+++ RECORDS SUPPLIED

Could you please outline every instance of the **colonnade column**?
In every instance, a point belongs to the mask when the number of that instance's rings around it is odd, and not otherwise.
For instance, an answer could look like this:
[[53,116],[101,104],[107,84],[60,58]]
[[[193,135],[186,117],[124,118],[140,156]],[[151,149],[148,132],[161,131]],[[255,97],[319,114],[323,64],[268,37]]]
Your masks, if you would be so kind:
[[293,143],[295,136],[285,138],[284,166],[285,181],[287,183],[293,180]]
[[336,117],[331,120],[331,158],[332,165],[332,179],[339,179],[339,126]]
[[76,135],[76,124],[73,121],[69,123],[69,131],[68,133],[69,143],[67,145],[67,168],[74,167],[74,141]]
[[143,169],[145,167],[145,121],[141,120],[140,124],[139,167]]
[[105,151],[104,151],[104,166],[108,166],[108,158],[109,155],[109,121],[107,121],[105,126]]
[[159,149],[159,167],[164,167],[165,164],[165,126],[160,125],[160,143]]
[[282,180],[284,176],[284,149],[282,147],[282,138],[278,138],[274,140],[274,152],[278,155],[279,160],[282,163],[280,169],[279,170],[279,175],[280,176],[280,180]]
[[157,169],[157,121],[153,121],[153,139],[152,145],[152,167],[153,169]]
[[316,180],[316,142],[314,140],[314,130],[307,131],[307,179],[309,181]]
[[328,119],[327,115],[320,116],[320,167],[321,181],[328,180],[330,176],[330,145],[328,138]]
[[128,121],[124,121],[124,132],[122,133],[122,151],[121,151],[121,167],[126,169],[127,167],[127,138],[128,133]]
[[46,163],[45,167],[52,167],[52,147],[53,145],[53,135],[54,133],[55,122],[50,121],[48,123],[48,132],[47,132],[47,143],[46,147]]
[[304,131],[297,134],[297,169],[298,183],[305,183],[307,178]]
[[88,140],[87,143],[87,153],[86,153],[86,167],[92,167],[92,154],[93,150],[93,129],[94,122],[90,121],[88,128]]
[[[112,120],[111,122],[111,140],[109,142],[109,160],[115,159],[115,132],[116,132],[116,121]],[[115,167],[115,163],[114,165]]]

++++++

— THE EXERCISE —
Quote the data above word for word, including every line.

— FINISHED ANSWER —
Could you please outline every instance of the **colonnade column**?
In every instance, a point belongs to the mask when the number of that instance's rings around it is odd, and not otherwise.
For instance, an answer could look like this:
[[53,116],[101,104],[107,84],[60,58]]
[[[193,135],[186,117],[124,118],[140,156]],[[151,149],[148,132],[161,131]],[[255,97],[319,114],[323,64],[268,37]]]
Your masks, if you would be so kind:
[[293,143],[295,136],[285,138],[284,166],[285,181],[287,183],[293,180]]
[[336,117],[331,120],[331,158],[332,165],[332,179],[339,179],[339,126]]
[[76,135],[76,124],[73,121],[69,123],[69,131],[68,133],[69,143],[67,145],[67,168],[74,167],[74,141]]
[[143,169],[145,167],[145,121],[141,120],[140,124],[139,167]]
[[105,151],[104,151],[104,166],[108,166],[108,158],[109,155],[109,121],[107,121],[105,126]]
[[159,149],[159,167],[164,167],[165,164],[165,126],[160,125],[160,143]]
[[282,180],[284,176],[284,149],[282,147],[282,138],[278,138],[274,140],[274,152],[278,155],[279,160],[282,163],[280,169],[279,170],[279,175],[280,176],[280,180]]
[[157,169],[157,121],[153,121],[153,139],[152,145],[152,167],[153,169]]
[[316,180],[316,142],[314,140],[314,130],[307,131],[307,179],[309,181]]
[[328,119],[327,115],[320,116],[320,167],[321,181],[328,180],[330,176],[330,145],[328,138]]
[[128,121],[124,121],[124,132],[122,133],[122,151],[121,151],[121,167],[126,169],[127,167],[127,138],[128,133]]
[[46,163],[45,167],[52,167],[52,147],[53,145],[53,135],[54,133],[55,122],[50,121],[48,123],[48,132],[47,132],[47,143],[46,147]]
[[304,131],[297,134],[297,169],[298,183],[305,183],[307,178]]
[[88,140],[87,143],[87,153],[86,153],[86,167],[92,167],[92,154],[93,150],[93,129],[94,122],[90,121],[88,128]]
[[[112,120],[111,122],[111,140],[109,142],[109,160],[115,159],[115,132],[116,132],[116,121]],[[115,167],[115,163],[114,165]]]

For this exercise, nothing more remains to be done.